> **ABOUT THIS TASK**
In the passage on five relationships, copy the words from "These five relationships" to "and our ‘intention’." without any change.

> **SELECTED TEXT**
Start of Block

In my work on mental health and safety, I have noticed that those who advocate for ‘safe environments’ can mean one or other of two aspects – a contained space where in-patients are judged ‘not at risk to themselves or others’ (isolation, incarceration, restraint) or ‘psychological safety’ (relationships to others around you, avoiding re-traumatisation of isolation or restraint). Here we see that the relational spheres are not mutually independent.
The fifth relationship we have is the ‘divine’ – with god, with spirit, with something beyond us. Not everyone will acknowledge this domain, for whatever reason. Fair enough. I am the most doubtful person I know. But so many of us call ourselves ‘spiritual’ or seek deeper meaning.
And I can’t help believing or perhaps wanting to believe (what is it in us that ‘reaches’?) that there is something beyond my will to stay alive. I have not always wanted to – I have been significantly unwell for nine years in total, 24/7, out of my 62 year life. What has kept me going? My ‘will to life’? Where does that come from? More prosaically, it seems arrogant to me that I – little me – is self-centred enough to believe that I am what life is made for. So, on a merely personal level, my desired relationship with the divine is a search for something beyond myself, beyond our seemingly wilful little species. Maybe it is also the Jew in me? Or the mere fact I like the buddhist approaches. Who knows – do you?
These five relationships are constantly in our minds, our bodies, our souls, if you like. Each is difficult in itself to navigate. But I have come to think they might be a handy form of reference for those trying to think through moments of crisis at any one or more of these levels. What parts are you made of yourself, how do you relate to different aspects of yourself? How do you relate to others? What do you want to do or be in life? What’s happening around you (in your home, on your street, on earth)? Does life hold meaning?
Each of the above relational spheres – if you believe the above to be useful – require us to bring two aspects of our selves to bear – our ‘attention’ and our ‘intention’.

End of Block

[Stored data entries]
Start of Block

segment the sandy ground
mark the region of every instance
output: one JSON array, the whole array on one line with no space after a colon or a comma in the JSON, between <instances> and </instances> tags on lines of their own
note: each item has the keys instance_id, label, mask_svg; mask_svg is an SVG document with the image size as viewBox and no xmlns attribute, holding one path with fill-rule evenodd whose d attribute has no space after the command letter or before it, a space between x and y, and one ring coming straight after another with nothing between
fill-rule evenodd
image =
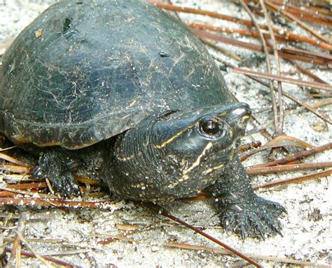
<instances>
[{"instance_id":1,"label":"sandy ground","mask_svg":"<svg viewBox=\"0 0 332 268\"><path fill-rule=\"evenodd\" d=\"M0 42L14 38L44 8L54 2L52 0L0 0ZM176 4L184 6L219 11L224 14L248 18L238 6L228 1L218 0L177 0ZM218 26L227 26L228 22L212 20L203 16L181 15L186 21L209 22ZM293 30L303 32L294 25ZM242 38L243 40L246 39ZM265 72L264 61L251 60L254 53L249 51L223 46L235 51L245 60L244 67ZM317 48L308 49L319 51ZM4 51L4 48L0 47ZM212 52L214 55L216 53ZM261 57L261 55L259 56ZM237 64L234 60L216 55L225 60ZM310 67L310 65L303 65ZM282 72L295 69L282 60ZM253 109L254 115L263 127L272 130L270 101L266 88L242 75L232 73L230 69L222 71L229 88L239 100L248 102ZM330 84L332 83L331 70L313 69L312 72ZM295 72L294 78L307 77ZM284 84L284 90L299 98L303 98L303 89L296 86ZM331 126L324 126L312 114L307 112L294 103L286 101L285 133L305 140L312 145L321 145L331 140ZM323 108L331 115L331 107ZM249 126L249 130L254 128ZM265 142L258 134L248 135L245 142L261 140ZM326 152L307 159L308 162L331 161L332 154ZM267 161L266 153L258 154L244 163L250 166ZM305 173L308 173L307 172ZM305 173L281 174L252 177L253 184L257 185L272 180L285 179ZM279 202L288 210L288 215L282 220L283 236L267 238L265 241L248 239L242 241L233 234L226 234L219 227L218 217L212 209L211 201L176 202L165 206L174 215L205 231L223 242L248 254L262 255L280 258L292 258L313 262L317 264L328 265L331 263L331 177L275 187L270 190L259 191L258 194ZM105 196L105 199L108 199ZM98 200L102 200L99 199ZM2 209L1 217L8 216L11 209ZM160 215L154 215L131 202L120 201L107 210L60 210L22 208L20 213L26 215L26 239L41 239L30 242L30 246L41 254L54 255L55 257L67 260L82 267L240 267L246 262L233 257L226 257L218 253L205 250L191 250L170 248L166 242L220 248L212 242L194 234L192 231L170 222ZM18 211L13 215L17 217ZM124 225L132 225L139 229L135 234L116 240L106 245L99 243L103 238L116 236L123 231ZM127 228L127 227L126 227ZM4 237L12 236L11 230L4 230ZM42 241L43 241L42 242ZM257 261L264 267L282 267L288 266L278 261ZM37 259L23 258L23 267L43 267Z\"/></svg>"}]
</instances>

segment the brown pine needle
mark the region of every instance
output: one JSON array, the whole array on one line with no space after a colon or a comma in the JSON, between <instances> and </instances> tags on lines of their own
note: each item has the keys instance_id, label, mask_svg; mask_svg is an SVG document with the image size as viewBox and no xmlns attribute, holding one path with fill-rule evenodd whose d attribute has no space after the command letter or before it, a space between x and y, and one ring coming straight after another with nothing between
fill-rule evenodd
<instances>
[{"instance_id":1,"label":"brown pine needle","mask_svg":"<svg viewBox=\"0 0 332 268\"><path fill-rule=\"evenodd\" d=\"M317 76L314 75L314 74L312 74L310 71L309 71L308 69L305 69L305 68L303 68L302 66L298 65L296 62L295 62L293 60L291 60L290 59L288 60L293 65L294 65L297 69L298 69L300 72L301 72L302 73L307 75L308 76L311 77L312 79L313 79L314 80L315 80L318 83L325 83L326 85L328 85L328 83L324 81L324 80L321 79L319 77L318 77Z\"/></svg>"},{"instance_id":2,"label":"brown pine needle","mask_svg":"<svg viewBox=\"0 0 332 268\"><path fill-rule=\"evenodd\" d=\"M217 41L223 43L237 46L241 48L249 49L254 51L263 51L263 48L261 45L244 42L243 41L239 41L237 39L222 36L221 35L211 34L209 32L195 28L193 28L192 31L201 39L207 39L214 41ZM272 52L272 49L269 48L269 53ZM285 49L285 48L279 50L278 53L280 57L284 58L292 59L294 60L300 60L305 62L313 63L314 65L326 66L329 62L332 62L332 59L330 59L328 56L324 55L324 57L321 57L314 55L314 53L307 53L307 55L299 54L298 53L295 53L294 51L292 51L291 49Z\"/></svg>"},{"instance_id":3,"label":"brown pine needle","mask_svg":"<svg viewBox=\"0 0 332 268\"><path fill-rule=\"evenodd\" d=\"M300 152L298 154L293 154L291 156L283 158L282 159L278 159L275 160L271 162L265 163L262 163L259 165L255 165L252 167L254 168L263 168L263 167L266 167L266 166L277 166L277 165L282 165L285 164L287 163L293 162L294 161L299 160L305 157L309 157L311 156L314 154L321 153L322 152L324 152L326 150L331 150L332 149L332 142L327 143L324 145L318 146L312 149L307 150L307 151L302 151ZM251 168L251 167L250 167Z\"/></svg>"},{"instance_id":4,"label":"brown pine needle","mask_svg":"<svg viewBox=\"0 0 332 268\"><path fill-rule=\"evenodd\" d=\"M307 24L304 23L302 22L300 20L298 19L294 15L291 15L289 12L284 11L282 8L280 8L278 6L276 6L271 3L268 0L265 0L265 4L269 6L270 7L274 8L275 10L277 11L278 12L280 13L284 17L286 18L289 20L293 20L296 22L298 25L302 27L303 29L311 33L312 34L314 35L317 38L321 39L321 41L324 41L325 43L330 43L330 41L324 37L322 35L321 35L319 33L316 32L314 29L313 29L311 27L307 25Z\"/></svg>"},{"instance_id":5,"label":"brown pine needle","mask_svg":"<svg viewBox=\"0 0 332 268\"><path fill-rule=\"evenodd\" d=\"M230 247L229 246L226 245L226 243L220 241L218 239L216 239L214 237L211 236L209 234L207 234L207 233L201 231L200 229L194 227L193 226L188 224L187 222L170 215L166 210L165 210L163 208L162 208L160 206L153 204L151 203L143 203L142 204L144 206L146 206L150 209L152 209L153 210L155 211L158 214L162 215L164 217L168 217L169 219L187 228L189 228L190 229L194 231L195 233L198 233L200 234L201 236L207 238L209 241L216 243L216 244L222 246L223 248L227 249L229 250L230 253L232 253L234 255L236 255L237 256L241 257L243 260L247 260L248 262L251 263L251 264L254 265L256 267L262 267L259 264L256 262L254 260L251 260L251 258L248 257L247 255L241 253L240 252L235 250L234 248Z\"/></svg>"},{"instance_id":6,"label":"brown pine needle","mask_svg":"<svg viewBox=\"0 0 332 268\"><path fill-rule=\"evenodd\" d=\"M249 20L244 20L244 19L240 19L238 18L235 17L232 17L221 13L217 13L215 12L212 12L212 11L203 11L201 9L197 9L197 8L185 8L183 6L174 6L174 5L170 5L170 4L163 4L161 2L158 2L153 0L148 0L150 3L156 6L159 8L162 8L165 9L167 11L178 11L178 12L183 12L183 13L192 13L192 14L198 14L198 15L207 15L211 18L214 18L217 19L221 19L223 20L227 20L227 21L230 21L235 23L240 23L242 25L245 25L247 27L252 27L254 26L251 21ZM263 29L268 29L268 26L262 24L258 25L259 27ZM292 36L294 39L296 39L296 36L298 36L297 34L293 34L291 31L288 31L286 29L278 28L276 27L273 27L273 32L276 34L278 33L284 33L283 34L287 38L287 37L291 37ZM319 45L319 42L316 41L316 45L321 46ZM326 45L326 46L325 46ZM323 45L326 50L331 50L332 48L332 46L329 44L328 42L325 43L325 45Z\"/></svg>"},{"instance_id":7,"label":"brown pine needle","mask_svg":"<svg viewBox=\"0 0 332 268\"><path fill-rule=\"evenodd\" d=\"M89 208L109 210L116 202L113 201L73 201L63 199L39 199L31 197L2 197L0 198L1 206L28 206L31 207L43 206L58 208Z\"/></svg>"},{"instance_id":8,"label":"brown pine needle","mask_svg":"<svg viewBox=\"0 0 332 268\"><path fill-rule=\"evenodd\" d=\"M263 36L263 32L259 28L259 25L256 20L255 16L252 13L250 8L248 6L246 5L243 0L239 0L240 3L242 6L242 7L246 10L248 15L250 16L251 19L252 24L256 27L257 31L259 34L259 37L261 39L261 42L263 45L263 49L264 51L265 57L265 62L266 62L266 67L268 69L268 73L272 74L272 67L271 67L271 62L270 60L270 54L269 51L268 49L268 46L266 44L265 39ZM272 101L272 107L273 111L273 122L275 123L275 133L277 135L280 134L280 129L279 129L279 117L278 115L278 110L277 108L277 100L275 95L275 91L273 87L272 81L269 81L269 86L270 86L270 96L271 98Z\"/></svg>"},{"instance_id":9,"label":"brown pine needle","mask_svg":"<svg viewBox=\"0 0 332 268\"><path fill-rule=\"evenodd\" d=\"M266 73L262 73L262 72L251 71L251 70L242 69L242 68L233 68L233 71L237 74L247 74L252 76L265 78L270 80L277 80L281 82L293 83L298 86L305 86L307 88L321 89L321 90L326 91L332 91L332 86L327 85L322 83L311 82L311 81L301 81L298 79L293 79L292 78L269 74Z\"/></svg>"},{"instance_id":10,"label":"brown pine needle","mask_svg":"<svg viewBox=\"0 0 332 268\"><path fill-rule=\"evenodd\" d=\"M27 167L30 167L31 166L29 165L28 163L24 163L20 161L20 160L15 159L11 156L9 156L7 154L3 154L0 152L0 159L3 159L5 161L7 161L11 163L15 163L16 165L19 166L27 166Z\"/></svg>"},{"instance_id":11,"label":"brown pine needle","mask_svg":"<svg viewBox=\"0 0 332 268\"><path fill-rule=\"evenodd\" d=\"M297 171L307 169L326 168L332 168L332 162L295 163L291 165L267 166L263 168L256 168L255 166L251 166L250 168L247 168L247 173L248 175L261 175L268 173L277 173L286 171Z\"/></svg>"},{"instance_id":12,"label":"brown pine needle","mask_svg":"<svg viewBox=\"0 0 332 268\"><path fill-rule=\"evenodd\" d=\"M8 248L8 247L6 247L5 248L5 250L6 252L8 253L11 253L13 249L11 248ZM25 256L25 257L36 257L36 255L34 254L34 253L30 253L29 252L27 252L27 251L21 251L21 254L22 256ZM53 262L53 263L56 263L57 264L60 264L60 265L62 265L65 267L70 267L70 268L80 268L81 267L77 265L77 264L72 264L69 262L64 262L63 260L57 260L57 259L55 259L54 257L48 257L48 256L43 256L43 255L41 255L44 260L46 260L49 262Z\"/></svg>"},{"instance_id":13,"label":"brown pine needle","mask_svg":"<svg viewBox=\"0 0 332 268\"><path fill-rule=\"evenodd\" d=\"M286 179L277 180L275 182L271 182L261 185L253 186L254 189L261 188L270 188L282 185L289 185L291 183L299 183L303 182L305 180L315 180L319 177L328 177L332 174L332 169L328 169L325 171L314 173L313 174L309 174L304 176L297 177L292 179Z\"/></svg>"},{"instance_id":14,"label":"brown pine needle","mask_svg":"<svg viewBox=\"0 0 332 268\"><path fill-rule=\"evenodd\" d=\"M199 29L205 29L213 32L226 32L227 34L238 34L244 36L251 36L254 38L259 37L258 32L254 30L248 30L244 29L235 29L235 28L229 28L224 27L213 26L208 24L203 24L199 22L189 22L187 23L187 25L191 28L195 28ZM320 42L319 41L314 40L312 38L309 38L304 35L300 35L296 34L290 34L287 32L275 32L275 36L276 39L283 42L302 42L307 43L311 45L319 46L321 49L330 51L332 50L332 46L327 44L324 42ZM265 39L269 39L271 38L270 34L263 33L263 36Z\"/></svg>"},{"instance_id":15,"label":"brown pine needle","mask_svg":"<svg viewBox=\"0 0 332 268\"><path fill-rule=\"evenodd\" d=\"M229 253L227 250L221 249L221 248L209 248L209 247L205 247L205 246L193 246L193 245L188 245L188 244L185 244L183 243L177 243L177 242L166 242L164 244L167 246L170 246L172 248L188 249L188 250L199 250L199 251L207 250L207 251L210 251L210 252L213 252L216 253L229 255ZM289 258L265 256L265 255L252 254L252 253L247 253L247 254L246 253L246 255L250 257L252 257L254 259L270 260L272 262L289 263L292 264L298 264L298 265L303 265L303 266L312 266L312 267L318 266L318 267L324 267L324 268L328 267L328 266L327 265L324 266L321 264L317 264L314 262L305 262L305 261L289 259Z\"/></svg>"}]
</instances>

End of Block

> **RESPONSE AREA**
These five relationships are constantly in our minds, our bodies, our souls, if you like. Each is difficult in itself to navigate. But I have come to think they might be a handy form of reference for those trying to think through moments of crisis at any one or more of these levels. What parts are you made of yourself, how do you relate to different aspects of yourself? How do you relate to others? What do you want to do or be in life? What’s happening around you (in your home, on your street, on earth)? Does life hold meaning?
Each of the above relational spheres – if you believe the above to be useful – require us to bring two aspects of our selves to bear – our ‘attention’ and our ‘intention’.